_TASK REQUIREMENTS:_ Every line from the first one in the data below through the line holding "Mark one point on every instance of the neighboring house in" is to be written out exactly, with the pictures omitted.

Excerpts from a dataset:
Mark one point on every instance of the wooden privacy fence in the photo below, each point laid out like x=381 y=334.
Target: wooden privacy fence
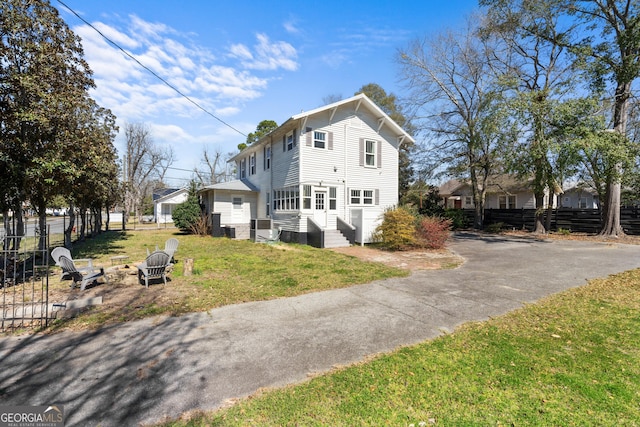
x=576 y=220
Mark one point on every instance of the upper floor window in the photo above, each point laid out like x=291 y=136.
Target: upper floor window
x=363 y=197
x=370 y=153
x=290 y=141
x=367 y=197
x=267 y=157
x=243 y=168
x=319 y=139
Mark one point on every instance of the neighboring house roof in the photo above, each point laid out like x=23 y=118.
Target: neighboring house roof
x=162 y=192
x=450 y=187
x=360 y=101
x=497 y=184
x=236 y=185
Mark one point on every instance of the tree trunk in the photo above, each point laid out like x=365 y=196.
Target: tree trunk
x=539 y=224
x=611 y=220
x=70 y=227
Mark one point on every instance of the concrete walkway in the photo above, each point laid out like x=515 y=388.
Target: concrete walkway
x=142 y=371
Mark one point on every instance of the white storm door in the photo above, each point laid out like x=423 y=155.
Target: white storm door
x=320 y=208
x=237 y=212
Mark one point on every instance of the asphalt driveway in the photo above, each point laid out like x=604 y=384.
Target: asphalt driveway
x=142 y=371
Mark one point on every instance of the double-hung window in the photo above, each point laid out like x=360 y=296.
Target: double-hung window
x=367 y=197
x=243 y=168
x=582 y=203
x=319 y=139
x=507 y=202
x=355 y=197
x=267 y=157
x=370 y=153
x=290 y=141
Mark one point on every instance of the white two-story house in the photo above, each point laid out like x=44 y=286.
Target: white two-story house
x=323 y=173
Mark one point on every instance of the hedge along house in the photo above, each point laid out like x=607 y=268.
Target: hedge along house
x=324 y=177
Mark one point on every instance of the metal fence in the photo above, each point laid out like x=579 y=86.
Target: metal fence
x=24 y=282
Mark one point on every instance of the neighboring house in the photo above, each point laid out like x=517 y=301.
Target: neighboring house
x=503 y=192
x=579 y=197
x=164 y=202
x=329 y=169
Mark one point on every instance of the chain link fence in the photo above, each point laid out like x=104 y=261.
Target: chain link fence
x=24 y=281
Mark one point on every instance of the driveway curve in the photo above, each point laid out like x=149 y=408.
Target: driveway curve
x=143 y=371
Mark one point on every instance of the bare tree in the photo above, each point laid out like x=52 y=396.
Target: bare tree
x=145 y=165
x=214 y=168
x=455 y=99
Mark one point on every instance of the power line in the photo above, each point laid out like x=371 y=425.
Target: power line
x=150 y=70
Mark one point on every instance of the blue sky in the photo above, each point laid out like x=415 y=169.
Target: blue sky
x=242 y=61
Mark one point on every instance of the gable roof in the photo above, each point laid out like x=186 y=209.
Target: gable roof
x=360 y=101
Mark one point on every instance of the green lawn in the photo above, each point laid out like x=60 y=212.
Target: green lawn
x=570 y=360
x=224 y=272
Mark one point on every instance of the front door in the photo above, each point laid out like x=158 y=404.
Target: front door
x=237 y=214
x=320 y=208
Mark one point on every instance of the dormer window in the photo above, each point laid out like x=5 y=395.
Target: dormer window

_FINAL ANSWER:_
Mark one point on every instance of the wooden privacy fence in the photo below, each point laid out like x=381 y=334.
Target: wooden privacy fence
x=576 y=220
Mark one point on every instance of the upper floor window in the photo above, each point laid out like x=291 y=136.
Target: upper floor window
x=363 y=197
x=370 y=153
x=290 y=141
x=367 y=197
x=267 y=157
x=243 y=168
x=319 y=139
Mark one point on every instance of the neighboring house roof in the photo above, each point laid out like x=23 y=118.
Target: neighboring house roof
x=162 y=192
x=450 y=187
x=360 y=101
x=497 y=184
x=236 y=185
Mark one point on every instance of the tree trunk in the photo above, each point laid out like x=365 y=196.
Target: tree trunk
x=539 y=224
x=611 y=220
x=70 y=227
Mark one point on every instance of the concrete walkway in the photo above, each point laid out like x=515 y=388.
Target: concrete walkway
x=142 y=371
Mark one point on every instance of the white storm door in the photo above, each point laid out like x=423 y=155.
Target: white storm door
x=320 y=208
x=237 y=212
Mark one point on every instance of the asphalt driveway in the photo above, each point laid out like x=604 y=384.
Target: asphalt driveway
x=142 y=371
Mark one point on every instance of the double-hung window in the photo above, each point laid out like x=360 y=296.
Target: double-hung window
x=367 y=197
x=243 y=168
x=582 y=203
x=319 y=139
x=507 y=202
x=355 y=197
x=267 y=157
x=370 y=153
x=290 y=141
Mark one point on every instance of the white two-story house in the photo above, each point laid out like x=44 y=286.
Target: white two-story house
x=323 y=173
Mark one point on every instance of the hedge along house in the photo above, each point laid out like x=607 y=268.
Target: hedge along house
x=324 y=177
Mark one point on every instance of the metal fence in the photo above, each point laid out like x=579 y=86.
Target: metal fence
x=24 y=282
Mark one point on every instance of the neighboring house in the photo above, each point laid out like x=517 y=301.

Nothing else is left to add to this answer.